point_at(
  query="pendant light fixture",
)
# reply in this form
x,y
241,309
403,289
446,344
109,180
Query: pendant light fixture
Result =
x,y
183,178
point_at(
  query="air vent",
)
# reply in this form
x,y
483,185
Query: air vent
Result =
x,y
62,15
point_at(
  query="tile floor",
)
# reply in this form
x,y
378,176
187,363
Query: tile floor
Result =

— Instruction —
Could you rewrite all of the material above as a Markdown table with two columns, Row and Line, giving each line its own numbered row and leaving out any blank lines?

— Task output —
| Row | Line |
|---|---|
| 1 | point_at( |
| 2 |   query="pendant light fixture", |
| 3 | ) |
| 4 | # reply in this form |
| 5 | x,y |
| 6 | 241,309 |
| 7 | 403,289 |
| 8 | 446,344 |
| 9 | 109,180 |
| 10 | Query: pendant light fixture |
| 11 | Result = |
| 12 | x,y |
| 13 | 183,178 |
| 14 | point_at( |
| 15 |   query="air vent", |
| 16 | ) |
| 17 | # reply in this form |
| 18 | x,y |
| 19 | 483,185 |
| 20 | Query: air vent |
| 21 | Result = |
| 22 | x,y |
| 23 | 62,15 |
| 24 | point_at( |
| 25 |   query="tile floor", |
| 26 | ) |
| 27 | # reply in this form |
| 28 | x,y |
| 29 | 378,176 |
| 30 | 187,363 |
| 31 | Query: tile floor |
| 32 | Result = |